_Material provided_
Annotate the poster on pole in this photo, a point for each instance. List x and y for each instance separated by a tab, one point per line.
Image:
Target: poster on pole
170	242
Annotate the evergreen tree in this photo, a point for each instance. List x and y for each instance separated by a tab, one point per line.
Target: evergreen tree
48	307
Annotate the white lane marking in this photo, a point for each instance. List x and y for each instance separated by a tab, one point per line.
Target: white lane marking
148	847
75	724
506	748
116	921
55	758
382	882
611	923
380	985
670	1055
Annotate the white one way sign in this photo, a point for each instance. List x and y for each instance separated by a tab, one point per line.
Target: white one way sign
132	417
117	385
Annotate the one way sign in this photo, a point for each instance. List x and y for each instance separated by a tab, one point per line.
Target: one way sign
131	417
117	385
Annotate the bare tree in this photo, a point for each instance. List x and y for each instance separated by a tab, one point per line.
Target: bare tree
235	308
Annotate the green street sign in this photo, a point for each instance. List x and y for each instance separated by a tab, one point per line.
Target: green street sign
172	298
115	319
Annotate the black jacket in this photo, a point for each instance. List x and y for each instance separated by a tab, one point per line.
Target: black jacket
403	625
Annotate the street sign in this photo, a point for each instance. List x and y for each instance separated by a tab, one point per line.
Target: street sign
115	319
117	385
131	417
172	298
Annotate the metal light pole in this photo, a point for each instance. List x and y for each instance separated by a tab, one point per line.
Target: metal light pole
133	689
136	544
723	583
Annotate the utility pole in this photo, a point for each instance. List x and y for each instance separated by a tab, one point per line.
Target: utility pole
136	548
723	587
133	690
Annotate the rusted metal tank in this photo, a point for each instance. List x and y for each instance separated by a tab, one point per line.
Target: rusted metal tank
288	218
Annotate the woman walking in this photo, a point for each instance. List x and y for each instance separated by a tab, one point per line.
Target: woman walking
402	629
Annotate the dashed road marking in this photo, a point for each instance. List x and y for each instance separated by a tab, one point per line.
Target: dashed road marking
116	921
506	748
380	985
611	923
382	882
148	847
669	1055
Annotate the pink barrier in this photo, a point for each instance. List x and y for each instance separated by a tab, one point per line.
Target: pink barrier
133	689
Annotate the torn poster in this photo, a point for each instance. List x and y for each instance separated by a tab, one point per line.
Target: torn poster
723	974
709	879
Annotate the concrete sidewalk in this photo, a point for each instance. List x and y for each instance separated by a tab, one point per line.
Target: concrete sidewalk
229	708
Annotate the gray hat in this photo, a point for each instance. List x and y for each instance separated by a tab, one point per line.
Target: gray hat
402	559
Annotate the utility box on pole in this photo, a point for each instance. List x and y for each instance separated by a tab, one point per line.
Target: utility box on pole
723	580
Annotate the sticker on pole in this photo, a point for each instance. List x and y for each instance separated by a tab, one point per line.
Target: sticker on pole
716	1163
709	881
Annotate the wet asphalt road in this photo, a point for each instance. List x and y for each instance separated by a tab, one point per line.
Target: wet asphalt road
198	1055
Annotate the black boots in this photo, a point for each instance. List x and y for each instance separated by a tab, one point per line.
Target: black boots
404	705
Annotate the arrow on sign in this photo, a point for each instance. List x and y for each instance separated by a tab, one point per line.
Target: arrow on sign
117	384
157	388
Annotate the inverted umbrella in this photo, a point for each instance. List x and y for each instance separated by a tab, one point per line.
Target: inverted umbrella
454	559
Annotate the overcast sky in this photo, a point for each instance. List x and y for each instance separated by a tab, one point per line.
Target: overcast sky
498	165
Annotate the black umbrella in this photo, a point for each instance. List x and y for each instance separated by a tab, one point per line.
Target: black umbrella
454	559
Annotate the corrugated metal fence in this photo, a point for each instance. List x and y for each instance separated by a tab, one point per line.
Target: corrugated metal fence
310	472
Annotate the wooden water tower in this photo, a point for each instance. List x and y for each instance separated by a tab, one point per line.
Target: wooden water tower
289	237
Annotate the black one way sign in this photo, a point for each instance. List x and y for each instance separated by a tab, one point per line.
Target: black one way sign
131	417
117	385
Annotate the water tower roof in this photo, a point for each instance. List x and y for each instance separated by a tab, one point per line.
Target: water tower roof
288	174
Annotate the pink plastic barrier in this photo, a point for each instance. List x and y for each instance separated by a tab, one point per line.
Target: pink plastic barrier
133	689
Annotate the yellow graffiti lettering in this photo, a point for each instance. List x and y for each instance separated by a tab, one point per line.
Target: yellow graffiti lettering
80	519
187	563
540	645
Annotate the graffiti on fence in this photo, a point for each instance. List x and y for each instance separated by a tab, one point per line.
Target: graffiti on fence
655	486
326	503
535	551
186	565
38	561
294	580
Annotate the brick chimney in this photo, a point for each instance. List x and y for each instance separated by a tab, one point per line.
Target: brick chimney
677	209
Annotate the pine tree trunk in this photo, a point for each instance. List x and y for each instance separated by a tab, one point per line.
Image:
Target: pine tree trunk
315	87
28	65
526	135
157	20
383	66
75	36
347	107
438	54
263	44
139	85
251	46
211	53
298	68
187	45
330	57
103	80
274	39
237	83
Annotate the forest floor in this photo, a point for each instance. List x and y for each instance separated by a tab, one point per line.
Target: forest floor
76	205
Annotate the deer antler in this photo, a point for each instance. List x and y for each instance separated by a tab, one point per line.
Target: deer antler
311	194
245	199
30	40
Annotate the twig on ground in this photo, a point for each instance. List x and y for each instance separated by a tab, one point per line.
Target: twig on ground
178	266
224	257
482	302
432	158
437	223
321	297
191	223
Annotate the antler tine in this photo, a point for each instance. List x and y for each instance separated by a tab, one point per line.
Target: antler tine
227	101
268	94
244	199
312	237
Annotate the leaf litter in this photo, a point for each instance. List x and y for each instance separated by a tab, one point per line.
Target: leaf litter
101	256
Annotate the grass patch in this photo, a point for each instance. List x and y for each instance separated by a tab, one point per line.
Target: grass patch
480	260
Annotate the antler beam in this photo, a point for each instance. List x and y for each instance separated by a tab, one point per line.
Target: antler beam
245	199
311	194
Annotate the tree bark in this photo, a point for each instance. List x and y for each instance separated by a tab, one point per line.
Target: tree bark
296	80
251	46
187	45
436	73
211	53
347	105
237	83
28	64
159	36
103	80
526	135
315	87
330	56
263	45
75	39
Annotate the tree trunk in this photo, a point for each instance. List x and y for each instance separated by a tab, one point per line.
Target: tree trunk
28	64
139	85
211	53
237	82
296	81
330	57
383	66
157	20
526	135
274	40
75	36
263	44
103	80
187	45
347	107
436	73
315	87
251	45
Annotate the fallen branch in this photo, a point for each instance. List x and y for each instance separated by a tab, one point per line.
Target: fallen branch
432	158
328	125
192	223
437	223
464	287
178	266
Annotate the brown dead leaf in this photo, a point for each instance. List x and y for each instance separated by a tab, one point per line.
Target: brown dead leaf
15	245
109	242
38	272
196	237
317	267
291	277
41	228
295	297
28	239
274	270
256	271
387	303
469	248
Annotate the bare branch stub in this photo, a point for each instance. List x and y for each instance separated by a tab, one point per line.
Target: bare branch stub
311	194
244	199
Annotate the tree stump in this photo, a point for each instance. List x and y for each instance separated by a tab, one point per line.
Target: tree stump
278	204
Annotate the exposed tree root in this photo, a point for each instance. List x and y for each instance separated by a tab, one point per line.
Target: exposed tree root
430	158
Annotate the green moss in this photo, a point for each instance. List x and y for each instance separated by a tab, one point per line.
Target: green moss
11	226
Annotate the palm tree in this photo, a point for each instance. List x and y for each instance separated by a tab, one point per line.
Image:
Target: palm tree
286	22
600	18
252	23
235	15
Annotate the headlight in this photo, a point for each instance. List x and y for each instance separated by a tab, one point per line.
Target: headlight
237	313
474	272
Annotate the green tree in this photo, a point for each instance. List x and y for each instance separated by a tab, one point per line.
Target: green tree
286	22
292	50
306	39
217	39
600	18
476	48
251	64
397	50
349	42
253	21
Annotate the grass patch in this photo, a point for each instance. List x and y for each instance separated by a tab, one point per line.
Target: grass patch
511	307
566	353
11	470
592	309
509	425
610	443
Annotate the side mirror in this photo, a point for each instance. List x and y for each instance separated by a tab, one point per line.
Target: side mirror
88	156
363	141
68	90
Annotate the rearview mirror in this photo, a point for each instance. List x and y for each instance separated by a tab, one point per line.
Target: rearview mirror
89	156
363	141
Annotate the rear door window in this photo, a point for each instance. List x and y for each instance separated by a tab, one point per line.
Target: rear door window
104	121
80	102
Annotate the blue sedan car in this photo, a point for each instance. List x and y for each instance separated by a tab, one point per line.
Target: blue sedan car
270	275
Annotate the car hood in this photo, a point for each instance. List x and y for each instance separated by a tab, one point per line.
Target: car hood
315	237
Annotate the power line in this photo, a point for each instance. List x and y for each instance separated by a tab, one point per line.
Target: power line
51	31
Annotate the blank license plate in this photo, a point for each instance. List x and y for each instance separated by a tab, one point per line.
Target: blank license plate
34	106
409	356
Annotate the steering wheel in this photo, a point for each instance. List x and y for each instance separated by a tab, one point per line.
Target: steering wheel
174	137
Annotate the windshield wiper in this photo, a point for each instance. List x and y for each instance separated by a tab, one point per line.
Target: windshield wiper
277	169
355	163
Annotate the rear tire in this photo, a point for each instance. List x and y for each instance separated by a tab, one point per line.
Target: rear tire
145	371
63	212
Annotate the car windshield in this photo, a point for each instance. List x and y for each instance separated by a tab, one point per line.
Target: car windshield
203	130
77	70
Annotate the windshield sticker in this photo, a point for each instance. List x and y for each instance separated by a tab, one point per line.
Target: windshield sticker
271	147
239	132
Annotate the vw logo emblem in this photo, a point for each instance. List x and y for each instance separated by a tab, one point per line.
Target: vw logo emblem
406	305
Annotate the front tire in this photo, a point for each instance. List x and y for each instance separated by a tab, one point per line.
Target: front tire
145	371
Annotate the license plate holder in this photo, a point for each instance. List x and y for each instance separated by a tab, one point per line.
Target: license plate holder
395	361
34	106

_What you need to do_
Extract, exactly as they appear, the lines from the one containing "Annotate the blue" through the final line.

_Expected output_
Annotate the blue sedan car in this photo, a point for each instance. List x and y for each instance separated by a tab, one point per line.
Target: blue sedan car
270	275
Annotate the car hood in this photo, a point for each instance. List x and y for each instance separated by a tab, one point per line.
Target: car hood
315	237
Annotate the power line in this photo, a point for each instance. List x and y for each instance separated by a tab, one point per line.
Target: power line
51	31
Annotate the blank license plate in this photo, a point for each instance. List x and y for each instance separated by a tab, one point per line.
Target: blank license plate
34	106
409	356
Annotate the steering wheel in this photo, a point for each instance. List x and y for each instance separated by a tab, one point per line.
Target: steering wheel
174	137
Annotate the windshield wiper in this photo, a point for each instance. List x and y for each instance separated by a tab, one point per line.
Target: windshield wiper
277	169
355	163
Annotate the rear tire in this photo, a point for each instance. List x and y for each instance separated by a tab, one point per line.
Target: rear tire
145	371
63	212
Annotate the car windshield in this photo, a point for each instance. List x and y for each instance separated by a tab, one point per line.
Target: car windshield
203	130
77	70
Annotate the windshield sticker in this photo, a point for each instance. List x and y for each instance separated by a tab, one point per line.
Target: windshield sticker
271	147
239	132
Annotate the vw logo emblem in this photo, a point for each instance. List x and y for each instance separated by a tab, one point per line.
Target: vw logo emblem
406	305
Annotate the front tire in this photo, a point for each instance. List x and y for each instance separated by a tab, one point per line.
Target: front tire
145	371
Annotate the license plate holder in this photo, a point for each instance. List x and y for each instance separated by a tab, one point per line.
Target: license plate holder
395	361
34	106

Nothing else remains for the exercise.